Task to complete:
Copy the material below, replacing "single dot" with "single point" wherever it occurs and keeping everything else the same.

Task inputs:
>> BEGIN
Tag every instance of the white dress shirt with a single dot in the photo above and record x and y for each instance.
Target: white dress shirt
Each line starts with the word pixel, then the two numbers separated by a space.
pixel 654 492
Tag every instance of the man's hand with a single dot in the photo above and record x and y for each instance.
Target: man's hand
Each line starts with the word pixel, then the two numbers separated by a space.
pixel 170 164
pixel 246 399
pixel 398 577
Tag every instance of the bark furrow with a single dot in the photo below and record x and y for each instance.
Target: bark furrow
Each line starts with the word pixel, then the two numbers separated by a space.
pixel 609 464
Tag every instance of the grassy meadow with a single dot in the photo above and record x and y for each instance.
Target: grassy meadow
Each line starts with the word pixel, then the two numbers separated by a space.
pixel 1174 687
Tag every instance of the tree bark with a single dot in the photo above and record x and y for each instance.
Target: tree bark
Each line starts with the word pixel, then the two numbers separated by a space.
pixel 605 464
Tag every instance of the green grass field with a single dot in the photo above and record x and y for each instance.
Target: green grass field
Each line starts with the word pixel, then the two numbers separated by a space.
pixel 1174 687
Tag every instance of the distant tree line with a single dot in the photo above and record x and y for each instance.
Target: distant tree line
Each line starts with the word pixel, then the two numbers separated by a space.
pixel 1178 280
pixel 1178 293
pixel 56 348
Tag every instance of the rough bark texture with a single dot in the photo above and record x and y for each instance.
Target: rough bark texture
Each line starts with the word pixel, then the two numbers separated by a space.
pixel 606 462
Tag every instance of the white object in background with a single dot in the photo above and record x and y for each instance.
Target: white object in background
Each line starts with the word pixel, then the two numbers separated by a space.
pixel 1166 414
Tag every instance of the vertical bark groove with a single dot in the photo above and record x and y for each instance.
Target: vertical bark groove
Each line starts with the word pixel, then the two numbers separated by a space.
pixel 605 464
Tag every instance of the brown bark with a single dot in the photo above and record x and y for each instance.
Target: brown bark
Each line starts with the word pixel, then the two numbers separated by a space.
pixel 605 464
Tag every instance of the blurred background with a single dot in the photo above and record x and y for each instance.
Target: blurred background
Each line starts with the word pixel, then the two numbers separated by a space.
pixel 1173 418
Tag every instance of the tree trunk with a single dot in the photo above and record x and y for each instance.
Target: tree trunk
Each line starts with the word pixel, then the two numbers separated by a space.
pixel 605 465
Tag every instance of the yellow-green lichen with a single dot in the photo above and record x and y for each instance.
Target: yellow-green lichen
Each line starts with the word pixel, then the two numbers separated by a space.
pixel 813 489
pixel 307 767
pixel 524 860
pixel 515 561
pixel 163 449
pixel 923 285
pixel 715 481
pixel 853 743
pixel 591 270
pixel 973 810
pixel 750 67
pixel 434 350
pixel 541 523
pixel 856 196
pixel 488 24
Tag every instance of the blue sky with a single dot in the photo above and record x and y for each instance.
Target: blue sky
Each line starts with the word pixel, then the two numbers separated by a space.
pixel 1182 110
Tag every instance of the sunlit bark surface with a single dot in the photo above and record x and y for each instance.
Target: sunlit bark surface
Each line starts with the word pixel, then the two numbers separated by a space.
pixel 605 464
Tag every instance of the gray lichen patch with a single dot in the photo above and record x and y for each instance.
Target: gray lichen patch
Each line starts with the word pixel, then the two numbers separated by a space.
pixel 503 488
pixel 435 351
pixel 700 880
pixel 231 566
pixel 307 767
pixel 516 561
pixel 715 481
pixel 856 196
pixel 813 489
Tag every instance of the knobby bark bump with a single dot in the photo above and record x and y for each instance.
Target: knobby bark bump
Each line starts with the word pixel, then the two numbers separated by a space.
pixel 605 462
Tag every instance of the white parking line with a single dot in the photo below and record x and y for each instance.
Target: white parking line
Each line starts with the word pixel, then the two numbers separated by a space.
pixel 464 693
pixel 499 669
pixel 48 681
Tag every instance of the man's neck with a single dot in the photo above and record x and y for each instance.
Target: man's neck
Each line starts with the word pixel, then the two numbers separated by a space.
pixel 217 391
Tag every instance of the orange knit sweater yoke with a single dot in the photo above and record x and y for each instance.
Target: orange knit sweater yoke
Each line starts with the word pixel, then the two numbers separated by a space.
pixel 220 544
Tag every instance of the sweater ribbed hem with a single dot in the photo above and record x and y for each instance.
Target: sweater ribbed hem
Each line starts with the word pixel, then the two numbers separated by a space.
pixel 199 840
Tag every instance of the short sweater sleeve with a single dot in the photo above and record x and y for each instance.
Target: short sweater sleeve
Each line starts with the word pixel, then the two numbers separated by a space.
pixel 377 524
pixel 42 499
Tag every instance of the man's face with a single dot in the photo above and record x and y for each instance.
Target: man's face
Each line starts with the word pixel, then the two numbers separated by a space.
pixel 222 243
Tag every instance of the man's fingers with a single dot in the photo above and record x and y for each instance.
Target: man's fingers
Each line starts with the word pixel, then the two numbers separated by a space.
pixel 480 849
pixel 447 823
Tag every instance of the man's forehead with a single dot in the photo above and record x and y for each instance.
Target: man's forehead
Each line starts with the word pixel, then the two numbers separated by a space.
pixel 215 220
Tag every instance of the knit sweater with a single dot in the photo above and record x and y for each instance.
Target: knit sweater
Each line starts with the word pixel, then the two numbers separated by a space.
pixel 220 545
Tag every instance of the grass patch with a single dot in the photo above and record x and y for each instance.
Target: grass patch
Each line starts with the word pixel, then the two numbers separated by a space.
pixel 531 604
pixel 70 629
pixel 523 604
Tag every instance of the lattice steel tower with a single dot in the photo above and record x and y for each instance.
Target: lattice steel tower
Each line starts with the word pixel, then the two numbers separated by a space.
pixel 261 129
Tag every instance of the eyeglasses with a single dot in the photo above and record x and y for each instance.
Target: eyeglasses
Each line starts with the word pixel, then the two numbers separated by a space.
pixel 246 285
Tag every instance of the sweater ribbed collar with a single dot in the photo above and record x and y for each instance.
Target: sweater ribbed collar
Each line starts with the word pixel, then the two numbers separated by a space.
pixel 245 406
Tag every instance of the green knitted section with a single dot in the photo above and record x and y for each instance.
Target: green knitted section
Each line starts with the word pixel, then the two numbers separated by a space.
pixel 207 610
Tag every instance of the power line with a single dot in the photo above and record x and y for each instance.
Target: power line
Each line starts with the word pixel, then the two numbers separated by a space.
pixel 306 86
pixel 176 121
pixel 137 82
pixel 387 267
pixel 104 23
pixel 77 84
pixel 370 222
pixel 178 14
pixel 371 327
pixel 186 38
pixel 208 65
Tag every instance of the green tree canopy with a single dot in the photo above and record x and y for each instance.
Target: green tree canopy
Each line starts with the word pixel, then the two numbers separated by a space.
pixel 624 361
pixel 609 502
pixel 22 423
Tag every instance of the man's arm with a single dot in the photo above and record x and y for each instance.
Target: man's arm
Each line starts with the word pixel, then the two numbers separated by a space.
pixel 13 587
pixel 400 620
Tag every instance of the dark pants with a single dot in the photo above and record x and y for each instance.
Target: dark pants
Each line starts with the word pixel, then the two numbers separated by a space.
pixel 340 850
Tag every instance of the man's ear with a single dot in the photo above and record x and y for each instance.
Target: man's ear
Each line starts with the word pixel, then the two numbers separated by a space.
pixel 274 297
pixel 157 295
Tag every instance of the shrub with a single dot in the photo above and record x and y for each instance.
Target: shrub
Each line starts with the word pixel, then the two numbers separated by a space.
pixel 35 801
>> END
Exercise result:
Tag every instance of the white dress shirt with a single point in the photo above and record x and y for each instance.
Target: white dress shirt
Each line starts with the word pixel, then the two numbers separated by a space.
pixel 654 492
Tag every instance of the man's hand with a single point in the photo above and record x and y for each instance.
Target: man's hand
Each line starts with the word pixel, then the two numbers separated by a space.
pixel 170 164
pixel 246 399
pixel 398 577
Tag every instance of the bark furrow with a single point in the photo below and record x and y for each instance.
Target: bark furrow
Each line starts with the word pixel, then the two numbers separated by a space.
pixel 609 464
Tag every instance of the grassy meadow with a single point in the photo above and record x and y for each instance.
Target: grassy meadow
Each line starts with the word pixel, then the two numbers separated by a space.
pixel 1174 687
Tag every instance of the tree bark with a single point in the photo above and record x and y for each instance.
Target: tree bark
Each line starts with the word pixel, then the two numbers separated by a space.
pixel 605 464
Tag every instance of the green grass field with a single point in the photo above and record x and y for each instance.
Target: green grass field
Each line starts with the word pixel, then the two numbers separated by a space.
pixel 1174 687
Tag every instance of the distant tree line with a single point in the photo above and record x and y for each instance.
Target: distant tree line
Each line starts with the word pixel, then the two numbers separated by a space.
pixel 1178 280
pixel 1178 293
pixel 56 348
Tag every instance of the rough bark texture with a single point in the photo above and record x and y for each instance.
Target: rough bark texture
Each line starts with the word pixel, then the two numbers separated by a space.
pixel 606 462
Tag every instance of the white object in background with a single point in the photo above and record x and y for each instance.
Target: white object in background
Each line starts with the word pixel, then the two numbers separated by a space.
pixel 1166 414
Tag every instance of the vertical bark groove with a single point in the photo above and record x and y for each instance.
Target: vertical bark groove
Each line starts with the word pixel, then the two numbers separated by a space.
pixel 605 464
Tag every instance of the brown bark with a single point in the photo above and record x and y for each instance.
Target: brown bark
Each line starts with the word pixel, then the two numbers separated by a space.
pixel 605 464
Tag every instance of the blurred background with a single point in the photo above and record x and y for each instance.
Target: blurred background
Each line starts with the word pixel, then the two numbers separated by a space.
pixel 1173 418
Tag every instance of the tree trunk with a single point in the photo above and record x and y for each instance.
Target: tree trunk
Each line starts with the word pixel, then the two numbers separated by a space.
pixel 605 465
Tag every instance of the yellow-green lichen with a single point in the photo above and record x and y for each instance.
Target: yellow-green lichen
Each line starts with the word pixel, then the two numbers separated by a space.
pixel 813 489
pixel 307 767
pixel 524 860
pixel 515 561
pixel 163 449
pixel 923 285
pixel 715 481
pixel 853 743
pixel 591 270
pixel 973 810
pixel 750 67
pixel 434 350
pixel 541 523
pixel 856 196
pixel 488 24
Tag every instance of the blue sky with a single point in the photo above and record x and y for each instance.
Target: blue sky
Each line starts with the word pixel, then the two numbers separated by a space.
pixel 1182 110
Tag every instance of the sunlit bark surface with a single point in the photo above and record x and y for each instance.
Target: sunlit bark surface
Each line starts with the word pixel, then the two numbers separated by a space.
pixel 605 464
Tag every instance of the gray lichen patch with a single point in the photo above and record x and y for each instance.
Target: gray lichen patch
Each line starts with the word pixel, then the two numbers separated by a space.
pixel 503 488
pixel 435 351
pixel 700 880
pixel 231 566
pixel 307 767
pixel 516 561
pixel 715 481
pixel 856 196
pixel 813 489
Tag every instance of the knobby bark bump with a single point in the photo above and record x and y for each instance.
Target: knobby bark bump
Each line starts with the word pixel, then the two numbers separated by a space.
pixel 605 462
Tag every instance of the white parking line with a single point in the photo below and record x and y for each instance.
Target: white parking line
Each line starts with the word pixel, then the two numbers separated by a space.
pixel 464 693
pixel 499 669
pixel 48 681
Tag every instance of the man's neck with a single point in the photo above and record x and y for each instance.
Target: man's neck
Each line starts with the word pixel, then the two numbers separated by a space.
pixel 217 391
Tag every instance of the orange knit sweater yoke with a single point in the photo above and record x and y for each instance.
Target: orange knit sweater yoke
Each line starts with the word pixel, then the two numbers separated by a space.
pixel 220 544
Tag every instance of the sweater ribbed hem with a single point in the photo above and record x and y for each instance.
Target: sweater ribbed hem
Each line starts with the word pixel, then the two numbers separated by a space.
pixel 199 840
Tag every instance of the short sweater sleeve with a single point in the photo above and record x and y for each instance.
Target: short sweater sleeve
Each line starts with the word pixel, then the two numbers separated by a space.
pixel 377 524
pixel 42 499
Tag every instance of the man's face with a single point in the photo above and record x and y for each instance.
Target: man's face
Each line starts with the word pixel, then the two numbers separated by a space.
pixel 222 243
Tag every instance of the man's fingers with a single point in the photo above and record x and y for each instance.
Target: man's fingers
Each line starts with the word pixel, then the two numbers separated by a space.
pixel 480 849
pixel 447 823
Tag every instance of the man's forehead with a single point in the photo above and record x and y for each instance.
Target: man's forehead
Each line starts with the word pixel, then the two numbers separated by a space.
pixel 215 220
Tag every instance of the knit sweater with a single point in the photo above and record x and y for each instance.
Target: knit sweater
Each line starts with the word pixel, then the two numbers separated by a space.
pixel 220 545
Tag every instance of the grass patch with a single point in the photo above and record x and y for each instance.
Target: grass patch
Each line starts with the word pixel, then the two numbers separated by a space.
pixel 531 604
pixel 70 629
pixel 523 604
Tag every instance of the lattice steel tower with a single point in the photo above and record x and y for each instance.
Target: lattice steel tower
Each line starts with the word pixel, then the two numbers separated by a space.
pixel 261 129
Tag every instance of the eyeglasses with a single point in the photo above and record x and y for each instance.
Target: eyeglasses
Each line starts with the word pixel, then the two numbers separated by a space.
pixel 246 285
Tag every instance of the sweater ribbed collar with a single point in the photo above and record x and y for each instance.
Target: sweater ribbed collar
Each line starts with the word pixel, then the two numbers separated by a space.
pixel 245 406
Tag every instance of the green knitted section with a single point in the photo above and record x and y for each instance.
Target: green knitted section
Each line starts with the word pixel, then the two numbers separated by a space.
pixel 207 610
Tag every instance of the power line with a single point in the photo above and record x and y for each instance.
Target: power line
Each line starts with the word pixel, then the two numbers separated by a space.
pixel 306 86
pixel 176 121
pixel 137 82
pixel 387 267
pixel 104 23
pixel 77 84
pixel 370 222
pixel 178 14
pixel 371 327
pixel 186 38
pixel 208 65
Tag every instance of the green tree canopy with a single point in the photo above and record x and y for each instance.
Target: green tree canopy
Each line starts with the word pixel, then the two numbers separated by a space.
pixel 624 361
pixel 609 502
pixel 22 423
Tag every instance of the man's arm with a single point in the photo above and record x and y for each instance.
Target: man's arm
Each line starts with the word pixel, then the two numbers separated by a space.
pixel 13 587
pixel 400 620
Tag every instance of the dark pants with a single point in the photo above and record x and y for each instance.
Target: dark pants
Each line starts with the word pixel, then the two numbers separated by a space.
pixel 340 850
Tag every instance of the man's ear with a single point in the photo above and record x and y for each instance.
Target: man's ear
Each line starts with the word pixel, then the two numbers separated by a space.
pixel 274 297
pixel 157 295
Tag every instance of the shrub with a single point in the photo above and record x and y for each instance.
Target: shrub
Each line starts with the word pixel, then the two numbers separated by a space.
pixel 35 801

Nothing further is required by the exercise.